**課題一覧:**
- A) ゲーム株に関する本文において、楽天証券が任天堂はハードの増産を行っていると考える理由を、本文の記述に基づき1〜3文で説明してください。
- B) ゲーム株に関する本文の続きを、最後の文の後から書き継いでください。

**本文:**
毎週金曜日夕方掲載
本レポートに掲載した銘柄:任天堂(7974)、ソニー(6758)、カプコン(9697)
任天堂
1.任天堂は経営方針説明会を開催した
今回の特集は、ゲーム株です。家庭用ゲーム業界の足元の動きと新しい動きを概観します。
2020年9月16日、任天堂は2021年3月期経営方針説明会をWEB配信で開催しました。その中身は、従来からの任天堂の経営方針を再確認するものであり、目新しいもの、株価を刺激するような材料はありませんでした。
経営方針説明会の内容を列挙すると以下のようになります。
- ハード・ソフト一体型の遊びの提案を続ける(ゲーム専用機ビジネスを今後も続ける)。
- 誰もが直感的に楽しめる任天堂独自の遊びを提供し続ける。
- 任天堂IPに触れる人口を拡大する取り組みを続ける。
- 顧客と長期的関係を構築(ニンテンドーアカウントは2020年9月現在2億アカウント以上、ニンテンドースイッチオンラインの会員数2,600万人以上、マーチャンダイズ(キャラクターの商品化)、モバイル、映像、テーマパークへ展開)。
- 次世代機は20XX年に投入(時期は未定だが、次世代機は必ず出す)。
- ニンテンドースイッチのハードウェア販売は会社予想の1,900万台に向けて進捗中(メディアの質問に答える形で)。
- 新製品、新サービス、新ハードについては、今回は話さない。
- ニンテンドースイッチのソフトのダウンロード比率は、2021年3月期1Qは50.3%になっているが、会社側はこの数字が維持されるとは見ていない。
- 今年のホリデーシーズンの目玉ソフトは、「マリオカート ライブ ホームサーキット」(10月16日発売)か。
- ニンテンドースイッチのハードウェアが、日米欧で長期間欠品が続き、あるいは割高価格で販売されていることに対しては、一切コメントなし。
- ニンテンドースイッチのライフサイクルは中盤に差し掛かっているところであり、寿命は長い。
2.楽天証券の任天堂に対する見方は変更しない
今回の説明会では、株式市場で関心の大きかったニンテンドースイッチ・ハードの生産動向、増産動向についてのコメント、スイッチの上位機種についてのコメントは会社側からはありませんでした。「巣ごもり」という言葉も会社側は使いませんでした。
過去の任天堂の行動を考えると、ハードの品不足が生じたときには、必ず増産して品不足の解消に努めています。今の任天堂の経営陣は、会社予想の設定やその修正に対して、過去の経営陣に比べて極めて慎重ですが、増産は行っていると思われます。ハードの生産工場も増やしている模様です。ハードの生産動向がどのようなものなのかは不明ですが、2021年3月期2Q決算(11月5日発表)において明らかになると思われます。
楽天証券投資WEEKLY・2020年8月28日号で家庭用ゲーム機の「巣ごもり」需要を大雑把に推計しました。それによれば、試算上は最低8,000万台、最大2億5,000万台の特需が発生していることになります。家庭用ゲーム機の年間需要約4,000万台に対して大きな数量です。

**エントリー一覧:**

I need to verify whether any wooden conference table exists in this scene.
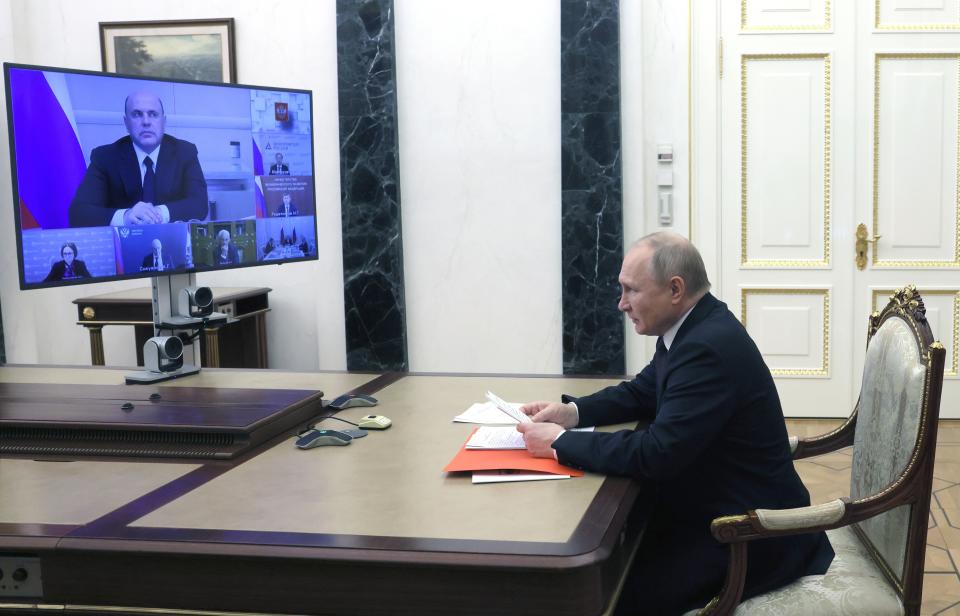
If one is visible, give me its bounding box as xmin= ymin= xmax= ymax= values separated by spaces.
xmin=0 ymin=366 xmax=641 ymax=616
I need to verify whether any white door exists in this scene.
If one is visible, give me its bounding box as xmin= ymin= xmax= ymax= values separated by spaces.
xmin=718 ymin=0 xmax=960 ymax=417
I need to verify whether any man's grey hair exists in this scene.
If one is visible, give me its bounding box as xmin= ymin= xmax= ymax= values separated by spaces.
xmin=123 ymin=90 xmax=167 ymax=115
xmin=633 ymin=231 xmax=710 ymax=295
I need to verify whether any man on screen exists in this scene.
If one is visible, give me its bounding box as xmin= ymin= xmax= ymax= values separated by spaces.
xmin=140 ymin=238 xmax=176 ymax=272
xmin=213 ymin=229 xmax=240 ymax=265
xmin=70 ymin=91 xmax=208 ymax=227
xmin=273 ymin=193 xmax=300 ymax=216
xmin=270 ymin=152 xmax=290 ymax=175
xmin=43 ymin=242 xmax=91 ymax=282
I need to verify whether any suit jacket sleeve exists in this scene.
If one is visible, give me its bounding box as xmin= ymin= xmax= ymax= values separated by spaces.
xmin=563 ymin=362 xmax=657 ymax=426
xmin=70 ymin=147 xmax=118 ymax=227
xmin=553 ymin=341 xmax=738 ymax=481
xmin=157 ymin=141 xmax=210 ymax=222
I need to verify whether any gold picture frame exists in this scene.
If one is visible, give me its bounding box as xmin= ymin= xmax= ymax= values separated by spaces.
xmin=100 ymin=17 xmax=237 ymax=83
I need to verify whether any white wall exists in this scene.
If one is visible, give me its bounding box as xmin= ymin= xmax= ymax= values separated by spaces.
xmin=0 ymin=0 xmax=346 ymax=370
xmin=0 ymin=0 xmax=687 ymax=373
xmin=396 ymin=0 xmax=562 ymax=374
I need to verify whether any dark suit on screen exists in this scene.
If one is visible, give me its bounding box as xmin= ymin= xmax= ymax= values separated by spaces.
xmin=140 ymin=252 xmax=177 ymax=272
xmin=553 ymin=293 xmax=833 ymax=614
xmin=70 ymin=135 xmax=209 ymax=227
xmin=212 ymin=244 xmax=240 ymax=265
xmin=43 ymin=259 xmax=92 ymax=282
xmin=273 ymin=203 xmax=300 ymax=216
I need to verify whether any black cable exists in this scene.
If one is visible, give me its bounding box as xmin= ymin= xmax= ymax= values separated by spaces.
xmin=325 ymin=415 xmax=360 ymax=428
xmin=300 ymin=415 xmax=360 ymax=434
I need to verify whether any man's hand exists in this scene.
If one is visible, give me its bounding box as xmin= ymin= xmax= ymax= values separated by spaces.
xmin=520 ymin=401 xmax=580 ymax=428
xmin=517 ymin=423 xmax=563 ymax=458
xmin=123 ymin=201 xmax=163 ymax=227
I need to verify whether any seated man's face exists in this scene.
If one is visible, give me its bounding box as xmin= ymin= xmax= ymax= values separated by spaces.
xmin=123 ymin=92 xmax=167 ymax=153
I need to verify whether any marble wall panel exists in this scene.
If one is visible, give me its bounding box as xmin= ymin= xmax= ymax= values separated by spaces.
xmin=337 ymin=0 xmax=408 ymax=371
xmin=560 ymin=0 xmax=626 ymax=374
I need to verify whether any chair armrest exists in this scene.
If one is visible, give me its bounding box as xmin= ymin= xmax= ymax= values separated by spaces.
xmin=710 ymin=498 xmax=847 ymax=543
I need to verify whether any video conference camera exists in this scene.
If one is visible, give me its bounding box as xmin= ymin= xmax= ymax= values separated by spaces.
xmin=177 ymin=287 xmax=213 ymax=318
xmin=143 ymin=336 xmax=183 ymax=372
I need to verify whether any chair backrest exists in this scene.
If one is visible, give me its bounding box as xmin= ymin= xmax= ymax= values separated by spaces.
xmin=850 ymin=287 xmax=943 ymax=592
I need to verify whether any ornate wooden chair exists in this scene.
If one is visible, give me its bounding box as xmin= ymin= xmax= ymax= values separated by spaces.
xmin=699 ymin=286 xmax=945 ymax=616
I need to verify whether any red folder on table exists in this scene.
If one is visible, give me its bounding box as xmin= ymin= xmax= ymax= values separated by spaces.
xmin=443 ymin=430 xmax=583 ymax=477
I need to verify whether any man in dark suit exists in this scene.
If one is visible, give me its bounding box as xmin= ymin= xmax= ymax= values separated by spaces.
xmin=273 ymin=193 xmax=300 ymax=216
xmin=140 ymin=238 xmax=177 ymax=272
xmin=211 ymin=229 xmax=240 ymax=265
xmin=43 ymin=242 xmax=91 ymax=282
xmin=270 ymin=152 xmax=290 ymax=175
xmin=70 ymin=92 xmax=208 ymax=227
xmin=518 ymin=233 xmax=833 ymax=615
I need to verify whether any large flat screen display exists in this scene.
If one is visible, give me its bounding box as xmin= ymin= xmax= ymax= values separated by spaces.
xmin=4 ymin=64 xmax=317 ymax=289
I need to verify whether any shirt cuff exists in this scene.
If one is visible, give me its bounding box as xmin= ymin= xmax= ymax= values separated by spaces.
xmin=568 ymin=400 xmax=580 ymax=428
xmin=550 ymin=430 xmax=566 ymax=462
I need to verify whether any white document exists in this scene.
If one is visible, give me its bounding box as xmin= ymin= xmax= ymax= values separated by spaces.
xmin=487 ymin=391 xmax=533 ymax=423
xmin=467 ymin=426 xmax=526 ymax=449
xmin=453 ymin=402 xmax=520 ymax=426
xmin=473 ymin=469 xmax=570 ymax=483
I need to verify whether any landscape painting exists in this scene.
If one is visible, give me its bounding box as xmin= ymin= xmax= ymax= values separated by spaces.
xmin=100 ymin=19 xmax=236 ymax=83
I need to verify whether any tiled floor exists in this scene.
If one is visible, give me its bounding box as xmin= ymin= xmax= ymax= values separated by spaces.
xmin=787 ymin=420 xmax=960 ymax=616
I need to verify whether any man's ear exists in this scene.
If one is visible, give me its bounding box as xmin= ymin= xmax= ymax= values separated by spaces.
xmin=668 ymin=276 xmax=687 ymax=303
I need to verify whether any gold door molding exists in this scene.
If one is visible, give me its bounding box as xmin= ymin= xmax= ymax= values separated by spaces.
xmin=740 ymin=287 xmax=830 ymax=377
xmin=872 ymin=0 xmax=960 ymax=32
xmin=870 ymin=286 xmax=960 ymax=376
xmin=740 ymin=0 xmax=832 ymax=33
xmin=871 ymin=53 xmax=960 ymax=268
xmin=740 ymin=53 xmax=831 ymax=269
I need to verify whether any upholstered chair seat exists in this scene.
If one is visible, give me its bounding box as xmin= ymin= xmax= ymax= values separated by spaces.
xmin=689 ymin=287 xmax=945 ymax=616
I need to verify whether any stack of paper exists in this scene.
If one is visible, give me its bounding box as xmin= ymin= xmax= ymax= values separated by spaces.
xmin=443 ymin=427 xmax=583 ymax=477
xmin=473 ymin=469 xmax=570 ymax=483
xmin=453 ymin=402 xmax=517 ymax=425
xmin=466 ymin=426 xmax=527 ymax=449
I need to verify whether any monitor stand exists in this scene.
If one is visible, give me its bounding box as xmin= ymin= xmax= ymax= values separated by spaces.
xmin=125 ymin=272 xmax=227 ymax=385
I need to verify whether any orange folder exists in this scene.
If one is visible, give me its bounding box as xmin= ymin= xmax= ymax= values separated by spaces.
xmin=443 ymin=430 xmax=583 ymax=477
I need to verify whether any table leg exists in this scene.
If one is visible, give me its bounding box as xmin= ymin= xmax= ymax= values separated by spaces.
xmin=256 ymin=313 xmax=267 ymax=368
xmin=203 ymin=327 xmax=220 ymax=368
xmin=84 ymin=325 xmax=106 ymax=366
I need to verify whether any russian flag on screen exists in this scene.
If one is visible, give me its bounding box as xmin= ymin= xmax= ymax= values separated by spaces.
xmin=253 ymin=139 xmax=267 ymax=218
xmin=10 ymin=69 xmax=87 ymax=229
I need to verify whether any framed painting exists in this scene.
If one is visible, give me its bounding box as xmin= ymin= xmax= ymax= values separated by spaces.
xmin=100 ymin=18 xmax=237 ymax=83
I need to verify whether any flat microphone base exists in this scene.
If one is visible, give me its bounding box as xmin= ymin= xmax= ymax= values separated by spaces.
xmin=159 ymin=312 xmax=227 ymax=329
xmin=124 ymin=364 xmax=200 ymax=385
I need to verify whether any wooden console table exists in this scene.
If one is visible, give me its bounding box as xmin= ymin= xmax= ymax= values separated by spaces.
xmin=73 ymin=287 xmax=271 ymax=368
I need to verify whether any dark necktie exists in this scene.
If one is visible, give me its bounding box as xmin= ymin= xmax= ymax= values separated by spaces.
xmin=141 ymin=156 xmax=157 ymax=203
xmin=653 ymin=336 xmax=667 ymax=411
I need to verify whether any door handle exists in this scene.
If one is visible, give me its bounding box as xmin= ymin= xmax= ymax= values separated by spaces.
xmin=856 ymin=223 xmax=883 ymax=270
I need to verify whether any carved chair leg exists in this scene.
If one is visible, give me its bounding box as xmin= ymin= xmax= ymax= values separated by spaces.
xmin=697 ymin=543 xmax=747 ymax=616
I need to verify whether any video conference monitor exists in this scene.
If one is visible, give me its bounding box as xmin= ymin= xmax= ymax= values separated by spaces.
xmin=3 ymin=63 xmax=317 ymax=289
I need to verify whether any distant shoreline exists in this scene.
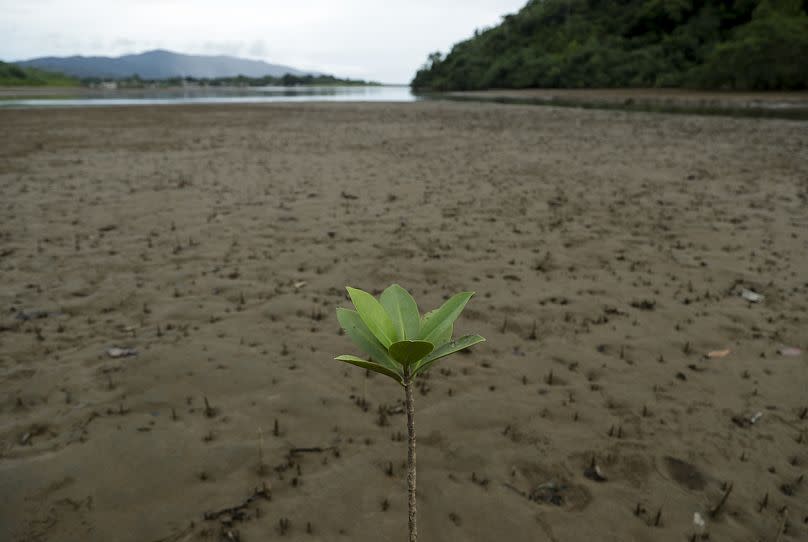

**課題別結果:**
- A) 過去の任天堂は、ハードの品不足が生じたときには必ず増産して品不足の解消に努めてきました。このため楽天証券は、現在の経営陣が会社予想の設定や修正に慎重であっても、増産は行っていると見ています。加えて、ハードの生産工場も増やしている模様だとしています。

- B)
この特需は、新型コロナウイルス感染症が収束し、各国の経済社会が正常化すれば、なくなるものです。しかし、新型コロナウイルス感染症の治療法もワクチンも完成しておらず、仮にワクチンが完成したとしても、その普及には時間がかかります。例えば、日本で新型ワクチンを100万人に投与した後、仮に数%(数万人)の人に病院での治療が必要な副作用があった場合、医療現場は混乱するでしょう。ワクチンの普及には時間がかかるのです。そのため、各国の経済社会が正常化する場合でも、段階的に進むと予想されるため、急に特需がなくなるとは考えにくいです。
任天堂にとってもソニーにとっても、この特需はゲーム人口を増やす絶好のチャンスです。ただし、両社とも必ずしもそう考えてないようにも見えます。
3.楽天証券の業績予想と目標株価を維持する
楽天証券では、任天堂の今期、来期業績予想を維持します(業績の詳細は、楽天証券投資WEEKLY・2020年8月28日号を参照)。今後6~12カ月間の目標株価7万4,000円も維持します。引き続き投資妙味を感じます。
表1 任天堂の業績
表2 任天堂の業績予想の前提(2020年8月_2)
グラフ1 任天堂のゲームサイクル:据置型ハードウェア
グラフ2 任天堂のゲームサイクル:携帯型ハードウェア
グラフ3 任天堂のゲームサイクル:据置型ソフトウェア
ソニー
1.ソニーは、PS5の発売日と価格を発表した
2020年9月17日、ソニーは「プレイステーション5」の発売日と希望小売価格を発表しました。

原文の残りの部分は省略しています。